■ TEXT FOR ANALYSIS
A rebuttal to the conversation in this thread: http://mybroadband.co.za/vb/showthread.php?t=124565
Read more... http://arstechnica.com/news.ars/pos...oud-cannot-obscure-the-scientific-method.html
Every so often, someone (generally not a practicing scientist) suggests that it's time to replace science with something better. The desire often seems to be a product of either an exaggerated sense of the potential of new approaches, or a lack of understanding of what's actually going on in the world of science. This week's version, which comes courtesy of Chris Anderson, the Editor-in-Chief of Wired, manages to combine both of these features in suggesting that the advent of a cloud of scientific data may free us from the need to use the standard scientific method.
It's easy to see what has Anderson enthused. Modern scientific data sets are increasingly large, comprehensive, and electronic. Things like genome sequences tell us all there is to know about the DNA present in an organism's cells, while DNA chip experiments can determine every gene that's expressed by that cell. That data's also publicly available—out in the cloud, in the current parlance—and it's being mined successfully. That mining extends beyond traditional biological data, too, as projects like WikiProteins are also drawing on text-mining of the electronic scientific literature to suggest connections among biological activities.

[Referring expression pointing data]
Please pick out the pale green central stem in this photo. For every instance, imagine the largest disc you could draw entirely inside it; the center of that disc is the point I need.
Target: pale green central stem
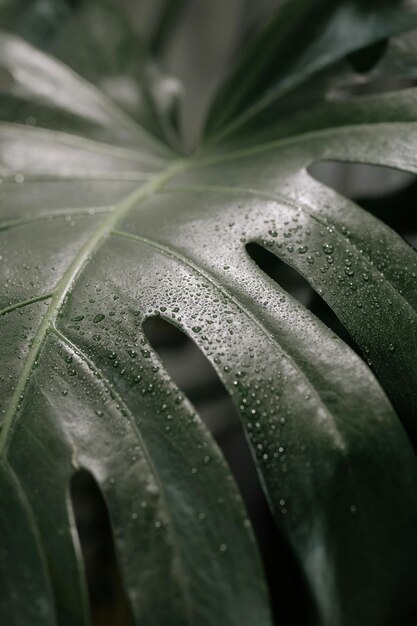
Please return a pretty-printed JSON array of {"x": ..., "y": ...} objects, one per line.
[{"x": 66, "y": 282}]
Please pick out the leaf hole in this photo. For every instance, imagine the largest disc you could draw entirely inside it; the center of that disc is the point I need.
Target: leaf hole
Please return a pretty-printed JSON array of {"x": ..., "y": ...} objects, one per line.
[
  {"x": 6, "y": 78},
  {"x": 376, "y": 86},
  {"x": 198, "y": 380},
  {"x": 365, "y": 59},
  {"x": 300, "y": 289},
  {"x": 387, "y": 193},
  {"x": 109, "y": 604}
]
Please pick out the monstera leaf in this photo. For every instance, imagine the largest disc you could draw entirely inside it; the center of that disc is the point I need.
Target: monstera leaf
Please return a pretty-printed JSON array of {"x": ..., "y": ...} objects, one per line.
[{"x": 106, "y": 223}]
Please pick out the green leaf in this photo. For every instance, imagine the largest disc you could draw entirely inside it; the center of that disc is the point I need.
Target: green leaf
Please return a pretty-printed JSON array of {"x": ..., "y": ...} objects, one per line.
[{"x": 103, "y": 226}]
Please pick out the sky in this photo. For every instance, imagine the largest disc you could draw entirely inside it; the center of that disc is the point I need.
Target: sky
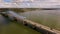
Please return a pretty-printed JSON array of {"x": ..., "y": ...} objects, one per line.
[{"x": 34, "y": 3}]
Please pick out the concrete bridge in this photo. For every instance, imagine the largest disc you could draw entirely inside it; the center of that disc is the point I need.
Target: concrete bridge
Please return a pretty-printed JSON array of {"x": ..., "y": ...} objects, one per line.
[{"x": 36, "y": 26}]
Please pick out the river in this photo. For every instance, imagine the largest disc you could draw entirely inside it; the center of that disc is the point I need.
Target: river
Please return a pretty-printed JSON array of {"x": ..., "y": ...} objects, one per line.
[
  {"x": 50, "y": 18},
  {"x": 11, "y": 27}
]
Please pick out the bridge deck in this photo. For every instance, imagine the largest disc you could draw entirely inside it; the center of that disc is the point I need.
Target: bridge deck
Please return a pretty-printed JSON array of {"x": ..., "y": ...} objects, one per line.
[{"x": 43, "y": 27}]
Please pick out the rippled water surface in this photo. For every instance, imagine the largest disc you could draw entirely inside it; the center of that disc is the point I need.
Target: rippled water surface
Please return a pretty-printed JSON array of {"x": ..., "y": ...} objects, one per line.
[
  {"x": 8, "y": 27},
  {"x": 49, "y": 18}
]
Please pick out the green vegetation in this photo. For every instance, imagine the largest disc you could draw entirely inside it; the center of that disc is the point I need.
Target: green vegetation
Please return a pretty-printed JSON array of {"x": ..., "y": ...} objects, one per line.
[
  {"x": 51, "y": 20},
  {"x": 14, "y": 28}
]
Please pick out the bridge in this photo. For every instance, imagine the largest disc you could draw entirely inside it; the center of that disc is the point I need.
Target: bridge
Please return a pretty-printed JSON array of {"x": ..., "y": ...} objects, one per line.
[{"x": 33, "y": 25}]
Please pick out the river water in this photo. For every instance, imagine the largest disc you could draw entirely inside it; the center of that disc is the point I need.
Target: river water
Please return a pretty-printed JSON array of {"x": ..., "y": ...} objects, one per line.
[
  {"x": 49, "y": 18},
  {"x": 9, "y": 27}
]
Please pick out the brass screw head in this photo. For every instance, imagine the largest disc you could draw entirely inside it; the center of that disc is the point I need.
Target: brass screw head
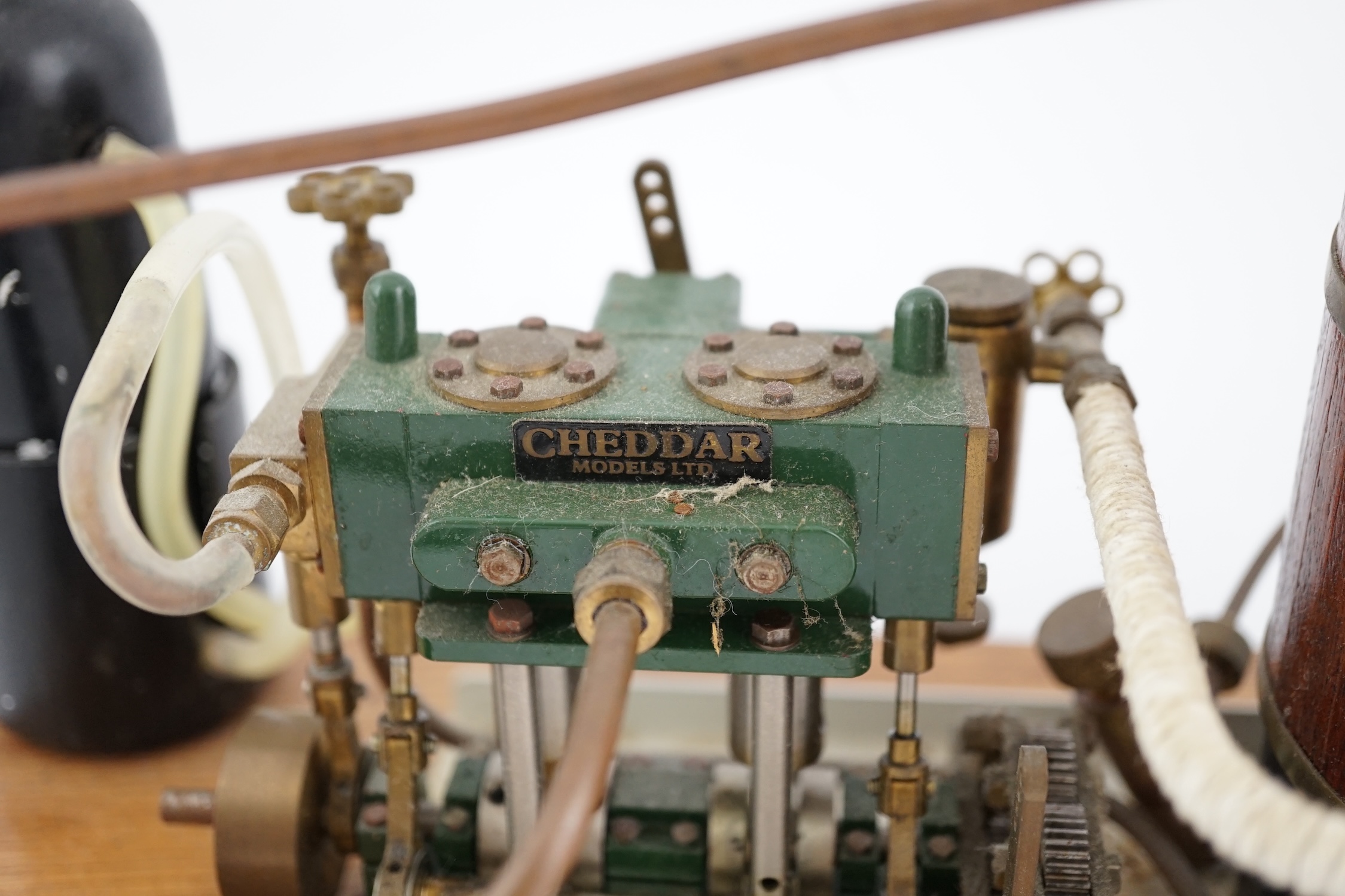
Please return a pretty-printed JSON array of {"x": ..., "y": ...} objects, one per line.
[
  {"x": 507, "y": 387},
  {"x": 763, "y": 568},
  {"x": 712, "y": 375},
  {"x": 510, "y": 620},
  {"x": 858, "y": 843},
  {"x": 624, "y": 829},
  {"x": 778, "y": 393},
  {"x": 847, "y": 345},
  {"x": 504, "y": 561},
  {"x": 447, "y": 368},
  {"x": 847, "y": 379},
  {"x": 775, "y": 631},
  {"x": 685, "y": 833},
  {"x": 579, "y": 372}
]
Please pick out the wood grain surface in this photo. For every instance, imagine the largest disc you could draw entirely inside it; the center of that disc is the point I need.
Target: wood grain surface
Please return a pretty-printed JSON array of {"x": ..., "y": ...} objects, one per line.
[
  {"x": 1304, "y": 648},
  {"x": 90, "y": 825}
]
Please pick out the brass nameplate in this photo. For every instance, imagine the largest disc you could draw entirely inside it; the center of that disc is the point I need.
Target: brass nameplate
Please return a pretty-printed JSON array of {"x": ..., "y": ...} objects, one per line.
[{"x": 701, "y": 453}]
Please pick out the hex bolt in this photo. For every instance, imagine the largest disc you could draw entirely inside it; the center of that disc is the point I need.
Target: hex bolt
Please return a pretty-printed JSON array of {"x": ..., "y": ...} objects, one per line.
[
  {"x": 592, "y": 340},
  {"x": 778, "y": 393},
  {"x": 847, "y": 345},
  {"x": 506, "y": 387},
  {"x": 763, "y": 567},
  {"x": 510, "y": 620},
  {"x": 579, "y": 372},
  {"x": 463, "y": 338},
  {"x": 712, "y": 375},
  {"x": 858, "y": 841},
  {"x": 504, "y": 559},
  {"x": 455, "y": 818},
  {"x": 942, "y": 845},
  {"x": 846, "y": 379},
  {"x": 624, "y": 829},
  {"x": 374, "y": 815},
  {"x": 685, "y": 833},
  {"x": 717, "y": 343},
  {"x": 775, "y": 629},
  {"x": 447, "y": 368}
]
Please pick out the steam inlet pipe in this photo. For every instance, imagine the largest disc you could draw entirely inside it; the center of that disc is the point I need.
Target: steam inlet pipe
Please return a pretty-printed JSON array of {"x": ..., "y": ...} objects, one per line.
[{"x": 90, "y": 447}]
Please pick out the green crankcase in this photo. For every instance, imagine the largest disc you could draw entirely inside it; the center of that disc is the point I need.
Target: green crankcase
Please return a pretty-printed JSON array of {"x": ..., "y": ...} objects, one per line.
[{"x": 869, "y": 501}]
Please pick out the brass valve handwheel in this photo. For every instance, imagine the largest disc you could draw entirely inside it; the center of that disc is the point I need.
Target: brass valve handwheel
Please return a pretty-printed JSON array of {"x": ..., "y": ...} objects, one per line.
[{"x": 353, "y": 197}]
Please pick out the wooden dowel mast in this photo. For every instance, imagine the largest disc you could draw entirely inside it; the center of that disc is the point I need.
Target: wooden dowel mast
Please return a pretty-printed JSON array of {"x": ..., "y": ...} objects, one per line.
[{"x": 76, "y": 190}]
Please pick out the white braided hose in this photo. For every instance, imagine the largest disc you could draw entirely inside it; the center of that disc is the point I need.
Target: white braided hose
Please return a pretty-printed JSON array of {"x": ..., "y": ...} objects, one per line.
[{"x": 1251, "y": 820}]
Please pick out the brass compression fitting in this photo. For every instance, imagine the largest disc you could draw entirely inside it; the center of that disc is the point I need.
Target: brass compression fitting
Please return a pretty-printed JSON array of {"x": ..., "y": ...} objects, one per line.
[{"x": 626, "y": 570}]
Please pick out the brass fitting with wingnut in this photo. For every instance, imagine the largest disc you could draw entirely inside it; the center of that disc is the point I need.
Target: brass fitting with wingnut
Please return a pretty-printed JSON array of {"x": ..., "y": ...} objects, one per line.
[
  {"x": 626, "y": 570},
  {"x": 264, "y": 500}
]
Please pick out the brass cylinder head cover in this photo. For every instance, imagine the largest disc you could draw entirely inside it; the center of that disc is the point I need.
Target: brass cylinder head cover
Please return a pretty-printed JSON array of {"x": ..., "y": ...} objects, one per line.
[
  {"x": 529, "y": 367},
  {"x": 782, "y": 375},
  {"x": 626, "y": 570},
  {"x": 268, "y": 813}
]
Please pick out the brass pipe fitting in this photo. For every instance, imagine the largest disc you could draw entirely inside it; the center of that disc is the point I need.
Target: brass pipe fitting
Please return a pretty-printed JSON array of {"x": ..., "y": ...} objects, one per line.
[{"x": 626, "y": 570}]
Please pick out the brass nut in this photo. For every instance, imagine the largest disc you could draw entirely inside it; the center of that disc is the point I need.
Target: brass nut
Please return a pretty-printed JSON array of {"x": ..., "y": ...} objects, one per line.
[
  {"x": 712, "y": 375},
  {"x": 504, "y": 559},
  {"x": 273, "y": 475},
  {"x": 763, "y": 567},
  {"x": 630, "y": 571},
  {"x": 258, "y": 515}
]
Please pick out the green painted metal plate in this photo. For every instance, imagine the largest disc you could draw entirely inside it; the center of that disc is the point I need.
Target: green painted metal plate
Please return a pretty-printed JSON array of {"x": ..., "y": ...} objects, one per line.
[
  {"x": 454, "y": 628},
  {"x": 563, "y": 523},
  {"x": 899, "y": 455}
]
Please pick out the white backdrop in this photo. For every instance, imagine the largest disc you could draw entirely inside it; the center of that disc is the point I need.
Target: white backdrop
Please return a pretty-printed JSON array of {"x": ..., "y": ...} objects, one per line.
[{"x": 1193, "y": 143}]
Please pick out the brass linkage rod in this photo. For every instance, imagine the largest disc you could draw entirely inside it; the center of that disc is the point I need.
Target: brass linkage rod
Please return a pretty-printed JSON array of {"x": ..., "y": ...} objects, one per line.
[{"x": 74, "y": 190}]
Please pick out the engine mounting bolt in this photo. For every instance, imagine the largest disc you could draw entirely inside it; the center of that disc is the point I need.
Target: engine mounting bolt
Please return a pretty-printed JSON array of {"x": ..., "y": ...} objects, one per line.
[
  {"x": 455, "y": 818},
  {"x": 579, "y": 372},
  {"x": 504, "y": 561},
  {"x": 510, "y": 618},
  {"x": 775, "y": 629},
  {"x": 712, "y": 375},
  {"x": 506, "y": 387},
  {"x": 847, "y": 379},
  {"x": 719, "y": 343},
  {"x": 592, "y": 340},
  {"x": 463, "y": 339},
  {"x": 778, "y": 393},
  {"x": 685, "y": 833},
  {"x": 858, "y": 843},
  {"x": 374, "y": 815},
  {"x": 447, "y": 368},
  {"x": 763, "y": 567},
  {"x": 847, "y": 345},
  {"x": 624, "y": 829}
]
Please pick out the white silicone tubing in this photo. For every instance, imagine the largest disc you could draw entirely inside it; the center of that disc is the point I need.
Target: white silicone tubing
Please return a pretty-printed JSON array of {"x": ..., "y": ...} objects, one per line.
[
  {"x": 90, "y": 445},
  {"x": 1251, "y": 820}
]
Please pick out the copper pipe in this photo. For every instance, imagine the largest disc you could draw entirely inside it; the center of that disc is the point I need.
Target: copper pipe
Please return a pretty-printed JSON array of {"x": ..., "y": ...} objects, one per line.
[
  {"x": 544, "y": 861},
  {"x": 84, "y": 188}
]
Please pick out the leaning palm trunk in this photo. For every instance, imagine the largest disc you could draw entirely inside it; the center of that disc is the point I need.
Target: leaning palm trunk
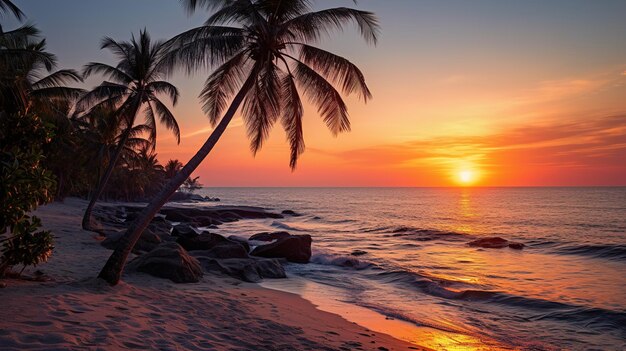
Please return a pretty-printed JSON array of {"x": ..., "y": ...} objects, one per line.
[
  {"x": 112, "y": 270},
  {"x": 87, "y": 223}
]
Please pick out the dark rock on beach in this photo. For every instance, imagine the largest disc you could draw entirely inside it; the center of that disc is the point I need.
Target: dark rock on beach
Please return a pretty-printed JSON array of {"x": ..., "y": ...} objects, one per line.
[
  {"x": 203, "y": 241},
  {"x": 294, "y": 248},
  {"x": 147, "y": 242},
  {"x": 170, "y": 261},
  {"x": 358, "y": 253},
  {"x": 291, "y": 213},
  {"x": 246, "y": 269},
  {"x": 495, "y": 243},
  {"x": 226, "y": 249},
  {"x": 269, "y": 236},
  {"x": 184, "y": 231}
]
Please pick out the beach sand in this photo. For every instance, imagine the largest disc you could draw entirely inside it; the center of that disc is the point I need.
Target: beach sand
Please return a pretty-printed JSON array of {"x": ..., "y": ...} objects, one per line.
[{"x": 73, "y": 310}]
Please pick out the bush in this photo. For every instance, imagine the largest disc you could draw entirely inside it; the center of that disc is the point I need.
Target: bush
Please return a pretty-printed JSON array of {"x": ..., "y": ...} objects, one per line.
[{"x": 24, "y": 184}]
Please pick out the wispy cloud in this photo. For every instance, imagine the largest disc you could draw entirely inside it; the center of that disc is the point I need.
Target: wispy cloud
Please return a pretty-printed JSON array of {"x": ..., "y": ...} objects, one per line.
[{"x": 554, "y": 144}]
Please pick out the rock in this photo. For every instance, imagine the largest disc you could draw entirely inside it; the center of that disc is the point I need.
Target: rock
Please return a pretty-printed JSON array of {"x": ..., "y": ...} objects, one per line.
[
  {"x": 217, "y": 213},
  {"x": 226, "y": 249},
  {"x": 205, "y": 221},
  {"x": 178, "y": 216},
  {"x": 204, "y": 241},
  {"x": 246, "y": 269},
  {"x": 269, "y": 236},
  {"x": 241, "y": 241},
  {"x": 489, "y": 243},
  {"x": 294, "y": 248},
  {"x": 170, "y": 261},
  {"x": 185, "y": 231},
  {"x": 147, "y": 242},
  {"x": 291, "y": 213}
]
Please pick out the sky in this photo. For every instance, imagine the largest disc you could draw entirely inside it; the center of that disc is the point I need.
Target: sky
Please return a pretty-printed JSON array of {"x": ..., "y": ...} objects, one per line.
[{"x": 480, "y": 92}]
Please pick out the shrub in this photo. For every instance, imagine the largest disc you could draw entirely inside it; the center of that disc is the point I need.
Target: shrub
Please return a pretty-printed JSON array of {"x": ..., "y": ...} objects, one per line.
[{"x": 24, "y": 184}]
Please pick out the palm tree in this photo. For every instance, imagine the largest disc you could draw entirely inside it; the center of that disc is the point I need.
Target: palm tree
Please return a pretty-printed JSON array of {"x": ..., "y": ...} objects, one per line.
[
  {"x": 133, "y": 86},
  {"x": 171, "y": 168},
  {"x": 262, "y": 62},
  {"x": 24, "y": 63},
  {"x": 8, "y": 6}
]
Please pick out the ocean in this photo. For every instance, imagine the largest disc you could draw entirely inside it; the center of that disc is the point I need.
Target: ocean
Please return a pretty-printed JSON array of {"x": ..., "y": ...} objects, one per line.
[{"x": 417, "y": 278}]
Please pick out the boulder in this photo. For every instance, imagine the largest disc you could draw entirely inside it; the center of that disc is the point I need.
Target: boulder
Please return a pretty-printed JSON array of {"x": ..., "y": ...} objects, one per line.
[
  {"x": 147, "y": 242},
  {"x": 183, "y": 230},
  {"x": 269, "y": 236},
  {"x": 241, "y": 241},
  {"x": 358, "y": 253},
  {"x": 291, "y": 213},
  {"x": 495, "y": 243},
  {"x": 171, "y": 261},
  {"x": 226, "y": 249},
  {"x": 246, "y": 269},
  {"x": 294, "y": 248},
  {"x": 203, "y": 241}
]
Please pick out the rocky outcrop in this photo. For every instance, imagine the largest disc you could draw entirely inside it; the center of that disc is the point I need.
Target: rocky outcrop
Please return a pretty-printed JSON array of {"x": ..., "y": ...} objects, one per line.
[
  {"x": 495, "y": 243},
  {"x": 269, "y": 236},
  {"x": 184, "y": 231},
  {"x": 294, "y": 248},
  {"x": 216, "y": 215},
  {"x": 147, "y": 242},
  {"x": 246, "y": 269},
  {"x": 291, "y": 213},
  {"x": 203, "y": 241},
  {"x": 170, "y": 261},
  {"x": 226, "y": 249}
]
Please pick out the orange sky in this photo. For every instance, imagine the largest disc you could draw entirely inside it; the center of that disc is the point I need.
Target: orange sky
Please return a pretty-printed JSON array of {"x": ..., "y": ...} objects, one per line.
[{"x": 518, "y": 93}]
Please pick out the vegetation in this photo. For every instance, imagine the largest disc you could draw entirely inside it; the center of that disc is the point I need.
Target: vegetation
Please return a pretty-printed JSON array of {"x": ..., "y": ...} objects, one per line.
[
  {"x": 24, "y": 184},
  {"x": 132, "y": 86},
  {"x": 59, "y": 140},
  {"x": 262, "y": 63}
]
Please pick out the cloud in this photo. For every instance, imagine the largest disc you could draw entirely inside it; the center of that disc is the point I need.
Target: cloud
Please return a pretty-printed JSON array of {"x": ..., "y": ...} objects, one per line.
[{"x": 552, "y": 145}]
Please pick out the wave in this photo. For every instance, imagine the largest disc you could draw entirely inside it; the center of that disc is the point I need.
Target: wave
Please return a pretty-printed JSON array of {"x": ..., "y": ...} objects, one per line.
[
  {"x": 608, "y": 251},
  {"x": 588, "y": 317},
  {"x": 414, "y": 233},
  {"x": 347, "y": 261},
  {"x": 285, "y": 226}
]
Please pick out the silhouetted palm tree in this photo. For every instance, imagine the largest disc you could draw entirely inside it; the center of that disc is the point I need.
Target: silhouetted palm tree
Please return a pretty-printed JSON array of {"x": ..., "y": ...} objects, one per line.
[
  {"x": 133, "y": 86},
  {"x": 24, "y": 63},
  {"x": 262, "y": 62},
  {"x": 172, "y": 167},
  {"x": 8, "y": 6}
]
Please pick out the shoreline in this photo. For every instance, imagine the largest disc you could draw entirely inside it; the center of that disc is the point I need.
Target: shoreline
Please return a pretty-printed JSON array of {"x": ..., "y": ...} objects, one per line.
[{"x": 74, "y": 310}]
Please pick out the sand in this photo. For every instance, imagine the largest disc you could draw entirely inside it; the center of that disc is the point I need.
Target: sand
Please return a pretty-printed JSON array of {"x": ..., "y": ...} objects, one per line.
[{"x": 74, "y": 310}]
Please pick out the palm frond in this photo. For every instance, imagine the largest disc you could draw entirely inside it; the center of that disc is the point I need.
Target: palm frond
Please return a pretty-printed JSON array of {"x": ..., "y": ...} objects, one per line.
[
  {"x": 261, "y": 106},
  {"x": 8, "y": 6},
  {"x": 57, "y": 79},
  {"x": 57, "y": 93},
  {"x": 166, "y": 117},
  {"x": 166, "y": 88},
  {"x": 309, "y": 27},
  {"x": 221, "y": 85},
  {"x": 336, "y": 69},
  {"x": 203, "y": 47},
  {"x": 329, "y": 103},
  {"x": 108, "y": 71},
  {"x": 292, "y": 113}
]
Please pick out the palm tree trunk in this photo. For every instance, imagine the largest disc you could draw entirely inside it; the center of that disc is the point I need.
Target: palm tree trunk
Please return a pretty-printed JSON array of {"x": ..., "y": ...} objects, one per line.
[
  {"x": 87, "y": 224},
  {"x": 112, "y": 270}
]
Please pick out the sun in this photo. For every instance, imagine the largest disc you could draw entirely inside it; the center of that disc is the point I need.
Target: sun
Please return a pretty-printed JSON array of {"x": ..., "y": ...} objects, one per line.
[{"x": 466, "y": 177}]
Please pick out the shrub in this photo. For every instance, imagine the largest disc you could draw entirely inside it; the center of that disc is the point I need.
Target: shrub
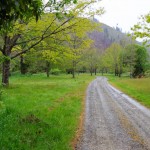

■ PROBLEMS TO WORK ON
1. From the post on science and the data cloud, quote the passage that begins at the words "It's easy to" and stops after "among biological activities.".
2. Answer these questions using the post on science and the data cloud:
(a) What position does Chris Anderson hold?
(b) Which project uses text-mining of the electronic scientific literature?
(c) What can DNA chip experiments determine?
3. Carry on the post about the data cloud and the scientific method from where it stops.

■ RESPONSES PER TASK
1.
It's easy to see what has Anderson enthused. Modern scientific data sets are increasingly large, comprehensive, and electronic. Things like genome sequences tell us all there is to know about the DNA present in an organism's cells, while DNA chip experiments can determine every gene that's expressed by that cell. That data's also publicly available—out in the cloud, in the current parlance—and it's being mined successfully. That mining extends beyond traditional biological data, too, as projects like WikiProteins are also drawing on text-mining of the electronic scientific literature to suggest connections among biological activities.

2.
(a) Editor-in-Chief of Wired
(b) WikiProteins
(c) Every gene that's expressed by the cell

3.
There is a lot to like about these trends, and little reason not to be enthused about them. They hold the potential to suggest new avenues of research that scientists wouldn't have identified based on their own analysis of the data. But Anderson appears to take the position that the new research part of the equation has become superfluous; simply having a good algorithm that recognizes the correlation is enough.
The source of this flight of fancy was apparently a quote by Google's research director, who repurposed a cliché that most scientists are aware of: "All models are wrong, and increasingly you can succeed without them." And Google clearly has. It doesn't need to develop a theory as to why a given pattern of links can serve as an indication of valuable information; all it needs to know is that an algorithm that recognizes specific link patterns satisfies its users. Anderson's argument distills down to the suggestion that science can operate on the same level—mechanisms, models, and theories are all dispensable as long as something can pick the correlations out of masses of data.